"""

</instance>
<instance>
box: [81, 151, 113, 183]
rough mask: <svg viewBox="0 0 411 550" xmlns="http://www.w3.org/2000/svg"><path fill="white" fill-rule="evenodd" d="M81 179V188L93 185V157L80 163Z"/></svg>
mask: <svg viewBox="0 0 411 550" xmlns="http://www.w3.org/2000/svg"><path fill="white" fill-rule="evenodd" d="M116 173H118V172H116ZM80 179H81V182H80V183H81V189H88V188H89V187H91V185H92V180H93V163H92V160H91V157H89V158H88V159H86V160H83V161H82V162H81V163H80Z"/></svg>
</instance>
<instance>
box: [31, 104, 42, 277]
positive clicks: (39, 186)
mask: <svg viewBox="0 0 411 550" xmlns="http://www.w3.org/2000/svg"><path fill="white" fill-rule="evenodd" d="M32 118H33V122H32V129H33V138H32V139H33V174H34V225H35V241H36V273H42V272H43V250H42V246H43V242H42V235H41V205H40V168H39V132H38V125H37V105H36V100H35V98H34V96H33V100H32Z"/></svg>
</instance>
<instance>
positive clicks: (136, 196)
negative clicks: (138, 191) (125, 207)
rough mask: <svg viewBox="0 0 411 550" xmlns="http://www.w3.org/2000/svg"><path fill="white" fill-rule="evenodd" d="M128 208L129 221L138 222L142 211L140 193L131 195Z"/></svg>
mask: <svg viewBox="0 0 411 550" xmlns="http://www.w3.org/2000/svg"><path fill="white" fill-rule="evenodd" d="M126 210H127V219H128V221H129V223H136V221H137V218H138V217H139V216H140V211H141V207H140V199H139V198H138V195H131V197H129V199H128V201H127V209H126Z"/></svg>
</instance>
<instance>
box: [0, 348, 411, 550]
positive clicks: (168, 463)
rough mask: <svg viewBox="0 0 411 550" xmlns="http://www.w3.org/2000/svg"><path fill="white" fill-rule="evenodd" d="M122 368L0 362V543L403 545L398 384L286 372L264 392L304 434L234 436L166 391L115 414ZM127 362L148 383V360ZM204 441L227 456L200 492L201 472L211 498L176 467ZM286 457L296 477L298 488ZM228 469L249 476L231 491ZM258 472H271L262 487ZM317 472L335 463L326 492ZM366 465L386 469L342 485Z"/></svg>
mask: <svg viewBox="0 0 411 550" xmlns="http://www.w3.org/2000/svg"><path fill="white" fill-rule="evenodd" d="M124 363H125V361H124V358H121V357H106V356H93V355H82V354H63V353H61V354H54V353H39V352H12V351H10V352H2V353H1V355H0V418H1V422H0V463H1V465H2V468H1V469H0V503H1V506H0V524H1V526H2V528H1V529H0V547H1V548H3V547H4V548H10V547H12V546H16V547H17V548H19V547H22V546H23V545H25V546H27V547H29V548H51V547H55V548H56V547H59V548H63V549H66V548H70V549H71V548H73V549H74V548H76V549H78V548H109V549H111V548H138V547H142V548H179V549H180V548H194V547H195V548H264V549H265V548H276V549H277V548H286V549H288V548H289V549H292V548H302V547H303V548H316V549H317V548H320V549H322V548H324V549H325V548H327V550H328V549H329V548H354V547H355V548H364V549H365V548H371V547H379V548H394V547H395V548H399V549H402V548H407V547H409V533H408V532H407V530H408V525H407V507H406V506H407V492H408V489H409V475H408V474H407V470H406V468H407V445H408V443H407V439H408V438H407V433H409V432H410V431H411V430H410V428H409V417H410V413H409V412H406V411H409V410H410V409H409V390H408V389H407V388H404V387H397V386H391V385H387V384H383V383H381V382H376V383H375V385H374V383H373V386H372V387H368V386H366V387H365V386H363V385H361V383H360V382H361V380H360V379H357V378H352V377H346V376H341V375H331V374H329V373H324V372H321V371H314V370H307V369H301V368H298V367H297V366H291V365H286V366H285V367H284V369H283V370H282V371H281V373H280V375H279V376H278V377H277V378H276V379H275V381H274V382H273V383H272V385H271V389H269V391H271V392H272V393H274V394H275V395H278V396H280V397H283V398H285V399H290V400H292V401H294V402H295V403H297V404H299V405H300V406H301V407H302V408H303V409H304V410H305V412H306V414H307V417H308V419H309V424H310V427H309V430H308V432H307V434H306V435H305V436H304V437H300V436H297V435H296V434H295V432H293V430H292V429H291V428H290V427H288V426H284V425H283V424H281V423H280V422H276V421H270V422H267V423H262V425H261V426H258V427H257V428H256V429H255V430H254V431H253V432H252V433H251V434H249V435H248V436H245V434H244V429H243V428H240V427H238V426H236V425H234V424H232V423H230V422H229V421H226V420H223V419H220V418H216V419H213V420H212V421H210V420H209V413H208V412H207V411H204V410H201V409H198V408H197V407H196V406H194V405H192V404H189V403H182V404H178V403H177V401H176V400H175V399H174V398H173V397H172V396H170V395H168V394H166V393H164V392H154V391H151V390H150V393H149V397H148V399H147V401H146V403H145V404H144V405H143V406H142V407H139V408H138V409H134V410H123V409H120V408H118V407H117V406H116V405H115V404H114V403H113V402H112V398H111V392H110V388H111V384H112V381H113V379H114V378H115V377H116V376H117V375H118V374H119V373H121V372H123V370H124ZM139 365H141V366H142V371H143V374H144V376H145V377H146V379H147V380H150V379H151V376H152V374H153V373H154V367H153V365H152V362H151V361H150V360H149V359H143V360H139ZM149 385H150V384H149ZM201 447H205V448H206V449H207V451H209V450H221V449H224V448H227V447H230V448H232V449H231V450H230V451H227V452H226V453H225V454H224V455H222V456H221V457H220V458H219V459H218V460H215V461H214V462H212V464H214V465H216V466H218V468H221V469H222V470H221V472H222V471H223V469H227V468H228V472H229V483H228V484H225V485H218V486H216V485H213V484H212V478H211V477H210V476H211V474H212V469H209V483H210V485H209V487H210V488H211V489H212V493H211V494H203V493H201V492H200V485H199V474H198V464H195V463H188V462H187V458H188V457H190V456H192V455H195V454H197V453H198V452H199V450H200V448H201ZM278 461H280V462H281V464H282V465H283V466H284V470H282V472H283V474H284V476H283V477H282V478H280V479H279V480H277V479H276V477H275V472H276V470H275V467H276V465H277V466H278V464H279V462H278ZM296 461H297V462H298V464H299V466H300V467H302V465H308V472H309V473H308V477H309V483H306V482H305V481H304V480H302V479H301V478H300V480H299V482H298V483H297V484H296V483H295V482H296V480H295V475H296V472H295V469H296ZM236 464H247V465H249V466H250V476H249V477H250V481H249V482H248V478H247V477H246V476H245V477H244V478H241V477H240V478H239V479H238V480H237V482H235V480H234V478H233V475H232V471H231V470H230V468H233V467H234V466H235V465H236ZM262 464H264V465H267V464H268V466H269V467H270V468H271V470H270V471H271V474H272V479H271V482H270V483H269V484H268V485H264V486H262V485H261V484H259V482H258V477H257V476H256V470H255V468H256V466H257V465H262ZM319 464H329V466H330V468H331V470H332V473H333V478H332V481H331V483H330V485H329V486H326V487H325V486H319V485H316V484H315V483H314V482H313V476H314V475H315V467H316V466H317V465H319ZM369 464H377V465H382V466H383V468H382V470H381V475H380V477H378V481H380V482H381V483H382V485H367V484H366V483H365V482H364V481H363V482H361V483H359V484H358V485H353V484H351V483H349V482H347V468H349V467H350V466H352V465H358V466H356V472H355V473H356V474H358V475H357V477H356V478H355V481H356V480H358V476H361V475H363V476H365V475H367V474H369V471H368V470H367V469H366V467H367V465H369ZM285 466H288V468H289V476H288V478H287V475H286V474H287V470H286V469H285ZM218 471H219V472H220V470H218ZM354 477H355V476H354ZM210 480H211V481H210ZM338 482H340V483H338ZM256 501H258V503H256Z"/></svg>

"""

- Your instructions -
Would you please repeat the whole listing exactly as it is?

- Your solution -
</instance>
<instance>
box: [81, 151, 113, 183]
rough mask: <svg viewBox="0 0 411 550" xmlns="http://www.w3.org/2000/svg"><path fill="white" fill-rule="evenodd" d="M81 179V188L93 185V157L80 163Z"/></svg>
mask: <svg viewBox="0 0 411 550" xmlns="http://www.w3.org/2000/svg"><path fill="white" fill-rule="evenodd" d="M116 173H118V172H116ZM80 179H81V182H80V183H81V189H88V188H89V187H91V185H92V180H93V163H92V160H91V157H89V158H88V159H86V160H83V161H82V162H81V163H80Z"/></svg>
</instance>
<instance>
box: [31, 104, 42, 277]
positive clicks: (39, 186)
mask: <svg viewBox="0 0 411 550" xmlns="http://www.w3.org/2000/svg"><path fill="white" fill-rule="evenodd" d="M32 118H33V122H32V129H33V138H32V139H33V174H34V225H35V241H36V273H42V272H43V250H42V246H43V242H42V235H41V205H40V168H39V132H38V125H37V105H36V100H35V98H34V96H33V100H32Z"/></svg>
</instance>
<instance>
positive clicks: (136, 196)
negative clicks: (138, 191) (125, 207)
rough mask: <svg viewBox="0 0 411 550" xmlns="http://www.w3.org/2000/svg"><path fill="white" fill-rule="evenodd" d="M128 208L129 221L138 222L142 211L140 193L131 195Z"/></svg>
mask: <svg viewBox="0 0 411 550" xmlns="http://www.w3.org/2000/svg"><path fill="white" fill-rule="evenodd" d="M126 210H127V219H128V221H129V223H136V221H137V218H138V217H139V216H140V211H141V207H140V199H139V198H138V195H131V197H129V199H128V201H127V209H126Z"/></svg>
</instance>
<instance>
box: [0, 348, 411, 550]
positive clicks: (168, 463)
rough mask: <svg viewBox="0 0 411 550" xmlns="http://www.w3.org/2000/svg"><path fill="white" fill-rule="evenodd" d="M122 368L0 362V543L403 545L398 384L286 372L264 392L304 434L234 436L166 391L115 414ZM127 362L148 383V360ZM204 441L227 456L200 492L201 472L211 498L176 467ZM286 457L296 477L298 488ZM228 469L249 476L231 491ZM258 472H271L262 487ZM317 472L335 463L326 492ZM366 465L386 469L342 485Z"/></svg>
mask: <svg viewBox="0 0 411 550" xmlns="http://www.w3.org/2000/svg"><path fill="white" fill-rule="evenodd" d="M124 363H125V361H124V358H121V357H106V356H93V355H82V354H63V353H61V354H54V353H39V352H12V351H10V352H2V353H1V355H0V418H1V422H0V463H1V465H2V468H1V469H0V503H1V506H0V524H1V526H2V528H1V529H0V547H1V548H3V547H4V548H10V547H12V546H16V547H17V548H19V547H22V546H23V545H25V546H27V547H29V548H51V547H55V548H56V547H59V548H63V549H66V548H70V549H71V548H73V549H74V548H76V549H78V548H109V549H111V548H138V547H142V548H179V549H180V548H194V547H195V548H264V549H265V548H276V549H277V548H286V549H288V548H289V549H292V548H302V547H303V548H316V549H317V548H320V549H322V548H324V549H325V548H327V550H328V549H329V548H354V547H355V548H364V549H365V548H371V547H379V548H394V547H395V548H399V549H402V548H407V547H409V533H408V532H407V530H408V525H407V507H406V506H407V492H408V489H409V475H408V474H407V470H406V468H407V445H408V443H407V439H408V438H407V433H409V432H410V431H411V430H410V428H409V417H410V413H409V412H406V411H409V410H410V409H409V390H408V389H407V388H404V387H397V386H391V385H387V384H383V383H381V382H376V383H375V385H374V383H373V386H372V387H368V386H366V387H365V386H363V385H361V383H360V382H361V380H360V379H357V378H352V377H346V376H341V375H331V374H329V373H324V372H321V371H314V370H307V369H301V368H298V367H297V366H291V365H286V366H285V367H284V369H283V370H282V371H281V373H280V375H279V376H278V377H277V378H276V379H275V381H274V382H273V383H272V385H271V389H269V391H271V392H272V393H274V394H275V395H278V396H280V397H283V398H285V399H290V400H292V401H294V402H295V403H297V404H299V405H300V406H301V407H302V408H303V409H304V410H305V412H306V414H307V417H308V419H309V424H310V427H309V430H308V432H307V434H306V435H305V436H304V437H300V436H297V435H296V434H295V432H293V430H292V429H291V428H290V427H288V426H284V425H283V424H281V423H280V422H276V421H270V422H267V423H262V425H261V426H258V427H257V428H256V429H255V430H254V431H253V432H252V433H251V434H249V435H248V436H245V434H244V429H243V428H240V427H238V426H236V425H234V424H232V423H230V422H229V421H226V420H223V419H220V418H216V419H213V420H212V421H210V420H209V413H208V412H207V411H204V410H201V409H198V408H197V407H196V406H194V405H192V404H189V403H182V404H178V403H177V401H176V400H175V399H174V398H173V397H172V396H170V395H168V394H166V393H164V392H154V391H151V390H150V393H149V397H148V399H147V401H146V403H145V404H144V405H143V406H142V407H139V408H138V409H134V410H123V409H120V408H118V407H117V406H116V405H115V404H114V403H113V402H112V398H111V392H110V388H111V384H112V381H113V379H114V378H115V377H116V376H117V375H118V374H119V373H121V372H123V370H124ZM139 365H141V366H142V371H143V374H144V376H145V377H146V379H147V380H150V379H151V376H152V374H153V373H154V367H153V365H152V362H151V361H150V360H149V359H143V360H139ZM149 385H150V384H149ZM201 447H205V448H206V449H207V451H209V450H221V449H224V448H227V447H230V448H232V449H231V450H230V451H227V452H226V453H225V454H224V455H222V456H221V457H220V458H219V459H218V460H215V461H214V462H212V464H214V465H216V466H218V468H221V469H222V470H221V472H222V471H223V469H227V468H228V472H229V483H228V484H225V485H218V486H216V485H213V484H212V478H211V477H210V476H211V474H212V469H209V483H210V485H209V487H210V488H211V489H212V493H211V494H203V493H201V492H200V485H199V474H198V464H195V463H188V462H187V458H188V457H190V456H192V455H195V454H197V453H198V452H199V450H200V448H201ZM278 461H280V462H281V464H282V465H283V466H284V470H282V472H283V474H284V476H283V477H282V478H280V479H279V480H277V479H276V477H275V472H276V470H275V467H276V465H277V466H278V464H279V462H278ZM296 461H297V462H298V464H299V466H300V467H302V465H308V472H309V473H308V477H309V483H306V482H305V481H304V480H302V479H301V478H300V480H299V482H298V483H297V484H296V483H295V482H296V480H295V475H296V472H295V469H296ZM236 464H247V465H249V466H250V476H249V477H250V481H249V482H248V478H247V477H246V476H245V477H244V478H241V477H240V478H239V479H238V480H237V482H235V480H234V478H233V475H232V471H231V470H230V468H233V467H234V466H235V465H236ZM262 464H264V465H267V464H268V466H269V467H270V468H271V470H270V471H271V474H272V479H271V482H270V483H269V484H268V485H264V486H262V485H261V484H259V482H258V477H257V476H256V470H255V468H256V466H257V465H262ZM319 464H329V466H330V468H331V470H332V473H333V478H332V481H331V483H330V485H329V486H326V487H325V486H319V485H316V484H315V483H314V482H313V476H314V475H315V467H316V466H317V465H319ZM369 464H377V465H382V466H383V468H382V470H381V475H380V477H378V481H380V482H381V483H382V485H367V484H366V483H365V482H364V481H363V482H361V483H359V484H358V485H353V484H351V483H349V482H347V468H349V467H350V466H352V465H358V466H356V472H355V473H356V474H358V475H357V477H356V478H355V481H356V480H358V476H361V475H363V476H365V475H367V474H369V471H368V470H367V469H366V467H367V465H369ZM285 466H288V468H289V476H288V478H287V475H286V474H287V470H286V469H285ZM218 471H219V472H220V470H218ZM354 477H355V476H354ZM210 480H211V481H210ZM338 482H340V483H338ZM256 501H258V503H256Z"/></svg>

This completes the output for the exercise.